* [ACTIVITY]: Check every line of the entries for "below", and copy the lines that hold it.

* [INFORMATION]:
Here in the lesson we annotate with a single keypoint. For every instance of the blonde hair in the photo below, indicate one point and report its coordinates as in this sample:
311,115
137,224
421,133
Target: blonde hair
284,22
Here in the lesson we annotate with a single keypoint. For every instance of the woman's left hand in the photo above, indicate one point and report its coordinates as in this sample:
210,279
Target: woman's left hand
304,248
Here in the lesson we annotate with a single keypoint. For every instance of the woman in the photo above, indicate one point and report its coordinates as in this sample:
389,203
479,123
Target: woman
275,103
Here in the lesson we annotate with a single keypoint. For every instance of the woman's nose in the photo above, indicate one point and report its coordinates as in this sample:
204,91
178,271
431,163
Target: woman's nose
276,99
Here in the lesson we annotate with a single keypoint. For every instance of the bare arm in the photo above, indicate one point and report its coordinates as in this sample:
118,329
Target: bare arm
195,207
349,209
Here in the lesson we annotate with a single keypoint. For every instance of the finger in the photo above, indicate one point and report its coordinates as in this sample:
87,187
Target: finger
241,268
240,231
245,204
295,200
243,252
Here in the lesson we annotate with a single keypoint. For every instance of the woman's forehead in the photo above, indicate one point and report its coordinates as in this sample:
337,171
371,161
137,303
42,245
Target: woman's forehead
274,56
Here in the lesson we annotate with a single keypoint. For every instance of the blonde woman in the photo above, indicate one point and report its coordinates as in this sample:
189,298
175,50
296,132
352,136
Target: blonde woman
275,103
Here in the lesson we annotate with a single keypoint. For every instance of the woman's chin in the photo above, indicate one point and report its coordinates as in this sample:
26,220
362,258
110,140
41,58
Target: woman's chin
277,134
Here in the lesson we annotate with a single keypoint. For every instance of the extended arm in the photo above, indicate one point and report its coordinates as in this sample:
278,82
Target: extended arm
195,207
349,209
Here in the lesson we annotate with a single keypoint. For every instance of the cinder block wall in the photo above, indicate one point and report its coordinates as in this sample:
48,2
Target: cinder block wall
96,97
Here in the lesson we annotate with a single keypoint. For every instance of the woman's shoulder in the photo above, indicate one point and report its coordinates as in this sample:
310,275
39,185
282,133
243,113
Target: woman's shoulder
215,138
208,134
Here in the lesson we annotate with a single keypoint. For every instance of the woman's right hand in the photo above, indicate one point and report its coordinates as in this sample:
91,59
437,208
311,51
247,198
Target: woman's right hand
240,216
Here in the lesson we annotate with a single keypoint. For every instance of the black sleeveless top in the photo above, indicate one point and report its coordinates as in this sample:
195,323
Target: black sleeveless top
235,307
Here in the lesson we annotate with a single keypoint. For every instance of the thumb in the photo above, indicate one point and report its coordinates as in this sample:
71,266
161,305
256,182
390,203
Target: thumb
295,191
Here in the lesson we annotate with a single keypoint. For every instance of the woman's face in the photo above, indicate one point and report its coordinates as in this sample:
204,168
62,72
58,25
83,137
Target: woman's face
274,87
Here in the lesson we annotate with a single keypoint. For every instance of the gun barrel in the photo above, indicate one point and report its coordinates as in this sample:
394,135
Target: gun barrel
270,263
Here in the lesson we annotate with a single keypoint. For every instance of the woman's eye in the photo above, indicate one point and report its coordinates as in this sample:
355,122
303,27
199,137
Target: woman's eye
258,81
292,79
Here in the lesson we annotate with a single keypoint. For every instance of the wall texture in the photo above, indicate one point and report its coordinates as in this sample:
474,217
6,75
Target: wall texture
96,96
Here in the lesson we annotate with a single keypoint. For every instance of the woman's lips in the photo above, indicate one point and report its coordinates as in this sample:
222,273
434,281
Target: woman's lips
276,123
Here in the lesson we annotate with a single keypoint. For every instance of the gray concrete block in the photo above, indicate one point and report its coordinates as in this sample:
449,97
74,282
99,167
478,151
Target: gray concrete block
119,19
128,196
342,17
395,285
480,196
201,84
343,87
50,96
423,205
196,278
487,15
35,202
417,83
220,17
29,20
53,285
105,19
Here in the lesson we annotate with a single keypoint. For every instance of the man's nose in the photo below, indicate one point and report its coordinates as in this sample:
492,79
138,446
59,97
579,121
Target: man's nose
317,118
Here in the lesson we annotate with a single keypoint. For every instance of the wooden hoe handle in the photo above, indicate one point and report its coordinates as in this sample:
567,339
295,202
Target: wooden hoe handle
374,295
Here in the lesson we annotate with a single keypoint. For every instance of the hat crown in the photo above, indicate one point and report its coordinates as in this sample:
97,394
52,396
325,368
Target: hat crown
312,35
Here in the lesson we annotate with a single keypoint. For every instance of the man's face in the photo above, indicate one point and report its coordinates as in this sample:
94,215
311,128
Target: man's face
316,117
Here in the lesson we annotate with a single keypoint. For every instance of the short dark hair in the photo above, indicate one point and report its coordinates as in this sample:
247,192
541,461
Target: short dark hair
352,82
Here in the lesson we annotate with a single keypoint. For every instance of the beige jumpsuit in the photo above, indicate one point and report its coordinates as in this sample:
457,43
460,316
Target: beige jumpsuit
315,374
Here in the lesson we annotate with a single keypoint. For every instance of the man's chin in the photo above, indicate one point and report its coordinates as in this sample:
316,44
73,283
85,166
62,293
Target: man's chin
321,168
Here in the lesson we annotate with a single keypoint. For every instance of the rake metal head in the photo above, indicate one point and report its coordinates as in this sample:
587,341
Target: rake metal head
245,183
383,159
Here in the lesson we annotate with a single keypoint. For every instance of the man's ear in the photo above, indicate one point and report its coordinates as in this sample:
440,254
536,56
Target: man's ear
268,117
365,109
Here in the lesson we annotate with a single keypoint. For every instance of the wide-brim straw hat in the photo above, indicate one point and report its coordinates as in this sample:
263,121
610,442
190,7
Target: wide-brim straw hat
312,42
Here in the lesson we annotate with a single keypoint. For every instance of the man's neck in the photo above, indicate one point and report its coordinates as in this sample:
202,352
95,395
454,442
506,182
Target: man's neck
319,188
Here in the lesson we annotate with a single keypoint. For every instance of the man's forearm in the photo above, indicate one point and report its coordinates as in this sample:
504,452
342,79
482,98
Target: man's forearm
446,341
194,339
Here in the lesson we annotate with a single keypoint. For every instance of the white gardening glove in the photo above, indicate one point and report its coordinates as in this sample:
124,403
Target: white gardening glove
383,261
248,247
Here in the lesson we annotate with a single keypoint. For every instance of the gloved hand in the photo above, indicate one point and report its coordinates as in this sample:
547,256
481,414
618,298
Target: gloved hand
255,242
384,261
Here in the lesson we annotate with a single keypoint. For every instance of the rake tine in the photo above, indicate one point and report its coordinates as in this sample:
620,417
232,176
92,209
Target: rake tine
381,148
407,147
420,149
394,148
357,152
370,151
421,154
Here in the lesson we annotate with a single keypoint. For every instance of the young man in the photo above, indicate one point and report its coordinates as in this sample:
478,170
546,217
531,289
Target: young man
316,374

...

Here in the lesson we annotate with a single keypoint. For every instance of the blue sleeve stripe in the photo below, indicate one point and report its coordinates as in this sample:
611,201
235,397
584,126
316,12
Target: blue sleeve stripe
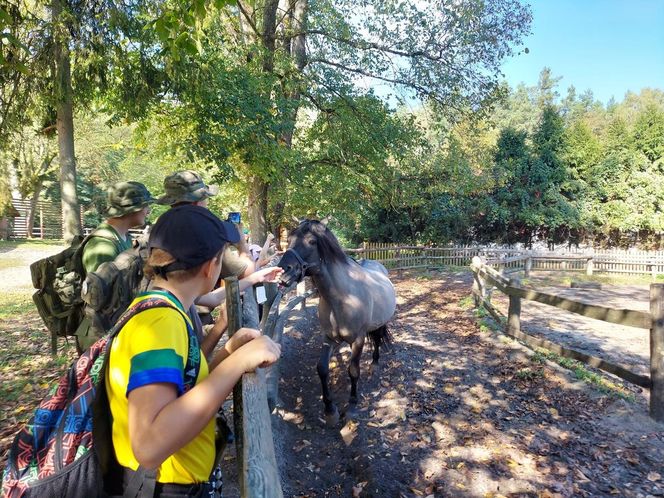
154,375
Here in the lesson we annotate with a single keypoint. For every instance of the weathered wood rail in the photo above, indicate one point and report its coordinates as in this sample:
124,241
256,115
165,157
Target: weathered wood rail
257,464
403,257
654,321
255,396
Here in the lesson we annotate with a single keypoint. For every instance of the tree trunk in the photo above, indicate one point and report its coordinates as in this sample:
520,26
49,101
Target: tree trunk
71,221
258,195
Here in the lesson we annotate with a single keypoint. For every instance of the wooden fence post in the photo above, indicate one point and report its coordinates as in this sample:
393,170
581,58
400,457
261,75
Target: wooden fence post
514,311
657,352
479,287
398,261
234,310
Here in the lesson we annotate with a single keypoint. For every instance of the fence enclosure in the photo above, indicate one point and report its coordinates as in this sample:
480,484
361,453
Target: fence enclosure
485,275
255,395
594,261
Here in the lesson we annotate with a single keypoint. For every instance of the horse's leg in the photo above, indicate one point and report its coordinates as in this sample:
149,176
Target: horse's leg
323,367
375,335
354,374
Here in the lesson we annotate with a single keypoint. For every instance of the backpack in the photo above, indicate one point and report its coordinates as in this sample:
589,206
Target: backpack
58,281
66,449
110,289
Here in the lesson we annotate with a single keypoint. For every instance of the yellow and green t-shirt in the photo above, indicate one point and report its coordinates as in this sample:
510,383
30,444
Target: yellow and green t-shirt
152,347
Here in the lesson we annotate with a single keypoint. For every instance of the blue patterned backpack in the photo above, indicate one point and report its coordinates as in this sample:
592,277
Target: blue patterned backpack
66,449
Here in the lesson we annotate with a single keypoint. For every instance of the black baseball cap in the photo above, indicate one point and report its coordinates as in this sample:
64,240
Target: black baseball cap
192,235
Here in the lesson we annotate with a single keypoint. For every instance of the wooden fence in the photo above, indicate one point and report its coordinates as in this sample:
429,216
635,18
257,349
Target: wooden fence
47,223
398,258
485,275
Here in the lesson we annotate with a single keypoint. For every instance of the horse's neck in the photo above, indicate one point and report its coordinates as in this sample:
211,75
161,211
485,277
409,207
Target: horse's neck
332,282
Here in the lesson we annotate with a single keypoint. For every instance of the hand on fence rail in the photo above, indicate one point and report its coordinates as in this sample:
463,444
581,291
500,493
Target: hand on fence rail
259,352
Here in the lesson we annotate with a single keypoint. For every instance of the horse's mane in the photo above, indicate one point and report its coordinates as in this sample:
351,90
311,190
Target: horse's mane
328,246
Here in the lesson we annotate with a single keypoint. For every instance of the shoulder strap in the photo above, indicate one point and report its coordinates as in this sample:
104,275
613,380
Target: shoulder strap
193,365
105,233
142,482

* * *

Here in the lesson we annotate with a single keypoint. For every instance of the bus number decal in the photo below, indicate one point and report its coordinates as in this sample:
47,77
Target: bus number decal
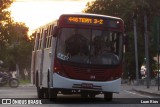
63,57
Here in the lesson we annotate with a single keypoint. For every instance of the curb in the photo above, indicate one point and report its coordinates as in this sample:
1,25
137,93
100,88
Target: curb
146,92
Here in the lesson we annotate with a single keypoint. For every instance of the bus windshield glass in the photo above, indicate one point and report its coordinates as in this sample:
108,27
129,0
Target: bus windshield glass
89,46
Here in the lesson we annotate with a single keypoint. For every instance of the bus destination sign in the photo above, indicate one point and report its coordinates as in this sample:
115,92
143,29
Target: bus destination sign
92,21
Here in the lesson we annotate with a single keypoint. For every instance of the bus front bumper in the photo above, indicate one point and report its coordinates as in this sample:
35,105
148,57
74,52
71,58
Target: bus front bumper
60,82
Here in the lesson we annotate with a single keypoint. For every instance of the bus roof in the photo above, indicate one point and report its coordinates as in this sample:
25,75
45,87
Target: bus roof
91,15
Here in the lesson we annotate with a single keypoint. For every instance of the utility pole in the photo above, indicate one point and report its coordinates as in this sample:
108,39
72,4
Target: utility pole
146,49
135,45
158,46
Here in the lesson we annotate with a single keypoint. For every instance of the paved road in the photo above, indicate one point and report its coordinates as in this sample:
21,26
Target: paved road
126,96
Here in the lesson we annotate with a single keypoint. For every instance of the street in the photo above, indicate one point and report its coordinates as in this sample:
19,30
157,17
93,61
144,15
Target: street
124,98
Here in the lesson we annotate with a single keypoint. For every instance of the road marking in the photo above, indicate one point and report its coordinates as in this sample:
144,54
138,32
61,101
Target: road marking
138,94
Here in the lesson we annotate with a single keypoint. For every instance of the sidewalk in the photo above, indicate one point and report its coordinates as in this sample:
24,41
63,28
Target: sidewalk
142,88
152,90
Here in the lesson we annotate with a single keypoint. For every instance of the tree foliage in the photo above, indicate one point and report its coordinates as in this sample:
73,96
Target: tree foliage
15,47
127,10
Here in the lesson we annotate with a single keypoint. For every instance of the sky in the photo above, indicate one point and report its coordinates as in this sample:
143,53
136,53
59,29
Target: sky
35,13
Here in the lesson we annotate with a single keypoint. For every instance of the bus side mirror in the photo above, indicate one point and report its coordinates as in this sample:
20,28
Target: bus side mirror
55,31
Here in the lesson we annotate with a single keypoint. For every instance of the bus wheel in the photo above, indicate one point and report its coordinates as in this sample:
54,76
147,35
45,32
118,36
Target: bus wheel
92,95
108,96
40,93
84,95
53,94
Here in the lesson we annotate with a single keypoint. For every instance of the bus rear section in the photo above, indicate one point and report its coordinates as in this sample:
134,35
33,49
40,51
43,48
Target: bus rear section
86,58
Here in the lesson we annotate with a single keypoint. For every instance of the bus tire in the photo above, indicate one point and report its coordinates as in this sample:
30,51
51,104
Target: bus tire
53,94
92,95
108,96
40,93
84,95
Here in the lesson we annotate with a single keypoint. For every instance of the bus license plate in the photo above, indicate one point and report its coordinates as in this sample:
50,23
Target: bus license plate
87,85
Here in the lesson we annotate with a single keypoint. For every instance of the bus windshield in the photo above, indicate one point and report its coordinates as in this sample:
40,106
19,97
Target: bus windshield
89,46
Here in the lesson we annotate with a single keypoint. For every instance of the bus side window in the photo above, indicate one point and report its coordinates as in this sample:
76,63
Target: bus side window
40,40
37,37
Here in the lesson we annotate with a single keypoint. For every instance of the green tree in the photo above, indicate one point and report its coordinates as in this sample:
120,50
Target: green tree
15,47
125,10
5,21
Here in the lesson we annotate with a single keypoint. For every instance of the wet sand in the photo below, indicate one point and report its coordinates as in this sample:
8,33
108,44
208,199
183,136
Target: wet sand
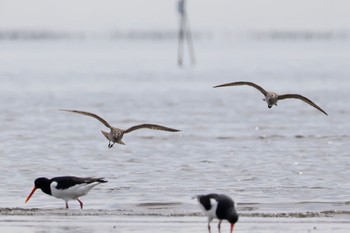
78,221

* [TASK OUTPUT]:
Here in the lesson we annotate with a single keypoint. For every instance of the blonde hair in the photo below, indicate one point and report its coordinates as in this sample:
Here in the lesson we annotate with a single keypoint. For every instance of the man's nose in the photo below, indicate one point and report its coordinates as in this sample:
Here in the lesson we annotate with a single keypoint. For every instance of the blue sleeve stripe in the photo below, indicate one point and report its coordinates as in this sample:
Here in the lesson we annotate with a single keypoint. For every instance of the bus number decal in the photo below, indicate one point and report its coordinates as in this sample:
Here in the lesson we annotate with a single keypoint. For every instance of the wet sand in the photo below, indicate one point and report its coordinates as in this sample:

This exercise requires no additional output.